## start Given information
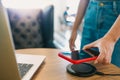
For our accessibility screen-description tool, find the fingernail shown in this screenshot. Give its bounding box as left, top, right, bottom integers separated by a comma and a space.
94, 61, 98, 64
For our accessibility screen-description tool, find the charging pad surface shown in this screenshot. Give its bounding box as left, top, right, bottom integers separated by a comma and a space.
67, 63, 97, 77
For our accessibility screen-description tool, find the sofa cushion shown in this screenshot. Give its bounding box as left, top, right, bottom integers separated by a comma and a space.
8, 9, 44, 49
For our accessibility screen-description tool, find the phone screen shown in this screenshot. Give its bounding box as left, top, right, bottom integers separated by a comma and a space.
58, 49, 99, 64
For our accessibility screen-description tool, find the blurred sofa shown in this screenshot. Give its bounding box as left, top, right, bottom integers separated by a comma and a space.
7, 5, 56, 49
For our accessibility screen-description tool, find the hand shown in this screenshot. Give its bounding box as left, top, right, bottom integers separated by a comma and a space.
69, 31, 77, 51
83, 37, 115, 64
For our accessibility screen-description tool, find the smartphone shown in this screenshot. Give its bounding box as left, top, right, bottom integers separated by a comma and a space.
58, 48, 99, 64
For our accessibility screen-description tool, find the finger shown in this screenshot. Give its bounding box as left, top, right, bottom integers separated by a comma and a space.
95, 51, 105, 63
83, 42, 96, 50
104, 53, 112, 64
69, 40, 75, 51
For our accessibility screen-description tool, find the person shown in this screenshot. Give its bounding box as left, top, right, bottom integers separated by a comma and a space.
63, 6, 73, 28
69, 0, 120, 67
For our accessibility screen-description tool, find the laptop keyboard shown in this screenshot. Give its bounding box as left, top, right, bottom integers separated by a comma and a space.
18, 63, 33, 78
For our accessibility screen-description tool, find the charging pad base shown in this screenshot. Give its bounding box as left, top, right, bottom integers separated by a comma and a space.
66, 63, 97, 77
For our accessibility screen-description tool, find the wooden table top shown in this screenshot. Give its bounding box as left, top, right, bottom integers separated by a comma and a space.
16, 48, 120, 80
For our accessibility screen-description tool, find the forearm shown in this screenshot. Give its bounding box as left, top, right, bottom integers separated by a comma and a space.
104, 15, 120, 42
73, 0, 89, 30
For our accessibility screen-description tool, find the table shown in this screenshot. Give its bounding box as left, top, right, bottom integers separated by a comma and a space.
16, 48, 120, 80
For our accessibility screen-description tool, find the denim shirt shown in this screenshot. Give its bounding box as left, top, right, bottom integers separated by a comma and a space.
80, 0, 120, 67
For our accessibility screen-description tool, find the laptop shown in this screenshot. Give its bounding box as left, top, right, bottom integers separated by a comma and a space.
## end Given information
> [Task instructions]
Recast the data above, from its beginning through the line containing "94, 61, 98, 64", as a two-column CSV with the headers instruction and bbox, one row for each item, putting its text and its answer each in one quoted field with line breaks changed to spaces. Leave out the pictures.

> [Full answer]
instruction,bbox
"For our accessibility screen-description tool, find the fingernail shown in this screenshot. Give its bounding box as left, top, right, bottom integers separated by a comma and a space.","94, 61, 98, 64"